Items from a labeling collection
::::::::::

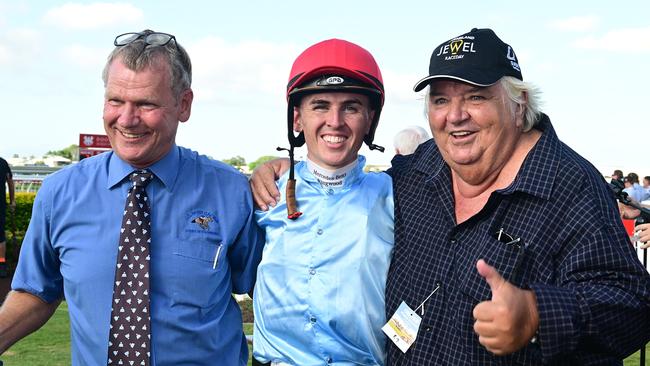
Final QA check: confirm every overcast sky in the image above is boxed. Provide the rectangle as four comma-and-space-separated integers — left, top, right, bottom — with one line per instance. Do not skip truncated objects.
0, 0, 650, 176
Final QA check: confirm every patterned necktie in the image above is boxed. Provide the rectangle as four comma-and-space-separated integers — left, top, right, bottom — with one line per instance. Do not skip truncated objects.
108, 170, 153, 366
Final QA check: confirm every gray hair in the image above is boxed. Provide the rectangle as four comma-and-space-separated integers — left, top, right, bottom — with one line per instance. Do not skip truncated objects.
393, 126, 431, 155
424, 76, 542, 132
499, 76, 542, 132
102, 29, 192, 98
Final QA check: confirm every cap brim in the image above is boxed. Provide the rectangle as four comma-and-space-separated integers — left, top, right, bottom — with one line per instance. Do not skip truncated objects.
413, 75, 494, 92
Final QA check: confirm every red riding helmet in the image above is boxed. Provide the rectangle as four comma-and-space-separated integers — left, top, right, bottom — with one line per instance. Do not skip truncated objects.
287, 39, 384, 151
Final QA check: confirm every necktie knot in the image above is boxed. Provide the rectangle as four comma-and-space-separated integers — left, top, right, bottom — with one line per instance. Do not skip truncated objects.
129, 169, 153, 187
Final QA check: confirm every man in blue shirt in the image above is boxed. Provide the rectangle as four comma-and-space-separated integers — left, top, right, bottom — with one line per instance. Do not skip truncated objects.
255, 29, 650, 366
253, 39, 393, 366
0, 30, 262, 366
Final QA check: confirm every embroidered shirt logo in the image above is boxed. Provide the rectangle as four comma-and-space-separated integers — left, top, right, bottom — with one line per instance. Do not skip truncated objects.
192, 216, 214, 230
184, 210, 219, 234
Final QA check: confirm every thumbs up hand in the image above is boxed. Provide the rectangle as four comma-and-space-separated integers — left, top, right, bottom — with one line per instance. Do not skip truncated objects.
472, 259, 539, 356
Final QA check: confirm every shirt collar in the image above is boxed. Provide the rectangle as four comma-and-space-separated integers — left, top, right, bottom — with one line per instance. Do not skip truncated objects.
106, 144, 180, 190
296, 155, 366, 189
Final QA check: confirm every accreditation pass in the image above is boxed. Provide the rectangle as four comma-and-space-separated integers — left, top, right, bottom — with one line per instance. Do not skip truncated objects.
381, 301, 422, 353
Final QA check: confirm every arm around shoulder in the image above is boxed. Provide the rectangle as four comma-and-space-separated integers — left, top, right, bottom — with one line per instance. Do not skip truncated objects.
0, 291, 61, 354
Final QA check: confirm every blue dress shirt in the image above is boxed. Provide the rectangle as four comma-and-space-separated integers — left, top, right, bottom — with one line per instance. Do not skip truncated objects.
12, 146, 262, 366
253, 156, 393, 366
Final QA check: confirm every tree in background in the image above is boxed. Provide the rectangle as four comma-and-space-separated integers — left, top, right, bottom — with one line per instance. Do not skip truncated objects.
45, 144, 79, 160
221, 155, 246, 170
248, 155, 278, 172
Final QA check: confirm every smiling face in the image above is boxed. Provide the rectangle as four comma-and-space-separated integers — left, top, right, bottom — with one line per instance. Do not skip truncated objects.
293, 92, 375, 170
428, 79, 523, 183
103, 58, 193, 168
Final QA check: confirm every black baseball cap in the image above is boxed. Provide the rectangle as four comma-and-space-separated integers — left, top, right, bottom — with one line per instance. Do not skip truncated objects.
413, 28, 524, 92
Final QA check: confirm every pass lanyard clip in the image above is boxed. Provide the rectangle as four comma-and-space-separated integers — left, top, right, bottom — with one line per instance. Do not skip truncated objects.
413, 283, 440, 316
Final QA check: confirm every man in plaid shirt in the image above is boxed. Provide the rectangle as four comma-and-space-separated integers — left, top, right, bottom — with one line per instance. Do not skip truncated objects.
253, 29, 650, 366
386, 29, 650, 366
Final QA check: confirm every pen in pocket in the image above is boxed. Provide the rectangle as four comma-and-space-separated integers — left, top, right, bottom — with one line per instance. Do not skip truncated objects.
212, 244, 223, 269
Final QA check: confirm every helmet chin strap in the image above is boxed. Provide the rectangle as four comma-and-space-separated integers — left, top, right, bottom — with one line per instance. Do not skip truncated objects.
276, 145, 302, 220
367, 144, 386, 152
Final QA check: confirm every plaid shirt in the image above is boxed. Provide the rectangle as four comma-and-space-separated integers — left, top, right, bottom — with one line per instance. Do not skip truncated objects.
386, 115, 650, 366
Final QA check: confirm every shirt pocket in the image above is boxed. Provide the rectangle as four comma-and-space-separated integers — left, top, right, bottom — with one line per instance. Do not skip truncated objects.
174, 210, 226, 269
459, 236, 525, 303
172, 211, 230, 308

::::::::::

▶ _Task brief_
Render all the items above as a two-column CSV with the headers "prompt" and "boxes", one row per item, putting its text and its answer each in a single quoted field with line breaks replaced by spaces. Leave the pictures out.

▶ _Exercise result_
prompt,boxes
"Final QA check: confirm every overcast sky in the image above is boxed. Provide the rectangle as four comma-and-space-separated integers — left, top, right, bottom — with one line per instance. Do not skip truncated objects.","0, 0, 650, 176"
"Final QA check: confirm every patterned necktie in the image above is boxed. Provide the rectangle as four comma-and-space-separated integers — left, top, right, bottom — with one line per instance. Do not skip truncated objects.","108, 170, 153, 366"
"Final QA check: confirm every gray hair in the image above is boxed. Provide the rectangle as four comma-and-space-separated integers — left, top, right, bottom — with one line per instance. Do not skip truncated objects.","393, 126, 431, 155 424, 76, 542, 132 499, 76, 542, 132 102, 29, 192, 98"
"Final QA check: confirm every cap brim in the image above is boxed. Provide the rectangle as four comma-and-space-separated integers — left, top, right, bottom — with one line per instance. Do not skip truncated objects.","413, 75, 494, 92"
"Final QA check: confirm every red riding helmet in the image above is boxed. Provide the rectangle as four comma-and-space-separated integers — left, top, right, bottom — with one line per instance. Do not skip truncated objects.","287, 39, 384, 151"
"Final QA check: confirm every necktie knot in the image above is boxed. Provide the rectangle as four comma-and-space-separated integers — left, top, right, bottom — with one line per instance. Do not skip truncated objects.","129, 169, 153, 187"
"Final QA check: confirm every man in blue shirt in the image above is boxed. Provide the rectangle as four comma-and-space-separated integers — left, top, right, bottom — with one line per instance. Do not skip truncated objects.","255, 29, 650, 366 253, 39, 393, 366 0, 30, 262, 366"
"Final QA check: confirm every embroidered shirt logo in the image above is boxed. Provide the rectangle as four comma-and-space-separated integers — left, top, right, bottom — with one line per instance. Do not skip truncated objects.","192, 216, 214, 230 184, 210, 219, 234"
"Final QA check: confirm every thumbs up hand in the image above is boxed. Provide the rectangle as four comma-and-space-separated integers — left, top, right, bottom — with one line per instance. Do not skip truncated objects.","472, 259, 539, 356"
"Final QA check: confirm every shirt collar in the image above is boxed. Provide the rectangle as four comma-and-space-separated integers — left, top, right, bottom — with one line per instance. Do not skip truncated objects.","106, 144, 180, 190 296, 155, 366, 189"
"Final QA check: confirm every accreditation pass in the image above is boxed. Provide the rectangle as four comma-and-space-separated integers — left, top, right, bottom — with one line per instance. Do not skip truncated objects.","381, 301, 422, 353"
"Final QA check: confirm every arm around shoulder in the image above is boxed. Provide the rectangle as four comma-and-space-separated integers — left, top, right, bottom — with one line per instance. Do not skip truncated objects.","0, 291, 61, 354"
"Final QA check: confirm every blue dress shirt in the image above is boxed. Provide the rectangle as four comma-and-space-separated integers — left, top, right, bottom — with one line per instance. Do not skip truncated objects.","12, 146, 262, 366 253, 156, 393, 366"
"Final QA check: confirm every tree in background in the image above is boxed. Provide the rectangle as four comma-and-space-separated integers — left, top, right, bottom — with one line per instance. Do not skip truncated objects.","45, 144, 79, 160 221, 155, 246, 170 248, 155, 278, 172"
"Final QA check: confirm every smiling face in the image above is boxed. Provide the rectangle as four comma-and-space-separated integers — left, top, right, bottom — with one line per instance. Do not skip truncated objects.","293, 92, 375, 170 428, 79, 523, 183 103, 58, 193, 168"
"Final QA check: confirm every black baseball cap in the image above is boxed. Provide the rectangle as four comma-and-space-separated integers — left, top, right, bottom — with one line per instance. Do not skip truncated objects.","413, 28, 524, 92"
"Final QA check: confirm every pass lanyard clip in the image above is boxed. Provide the rectangle as four comma-and-space-separated integers — left, top, right, bottom — with one line per instance. Do not skip truncated objects.","413, 283, 440, 316"
"Final QA check: confirm every man in plaid shirt in the image above is boxed. Provide the rectangle as four comma-and-space-separated integers — left, top, right, bottom — with one line per instance. Do not skip truncated objects.","253, 29, 650, 366 386, 29, 650, 366"
"Final QA check: confirm every pen in pocket in the image above is boxed. Provide the rectangle as four comma-and-space-separated integers — left, top, right, bottom — with one line per instance. Do not skip truncated objects.","212, 244, 223, 269"
"Final QA check: confirm every helmet chin strap in the image above is boxed. Provide the rectangle as four comma-and-space-separated integers — left, top, right, bottom — with one line per instance. Do not skip truncated objects.","276, 145, 302, 220 367, 144, 386, 152"
"Final QA check: confirm every plaid shirt in the image above is boxed. Provide the rectangle as four comma-and-space-separated integers — left, top, right, bottom — with one line per instance. Do not skip truncated objects.","386, 115, 650, 366"
"Final QA check: confirm every shirt pocket in the image above is boxed. Provide the rectangle as four comma-and-space-separated integers — left, top, right, bottom — with one line per instance. Do not skip truncated objects.","174, 210, 226, 269 459, 236, 525, 303 172, 211, 230, 308"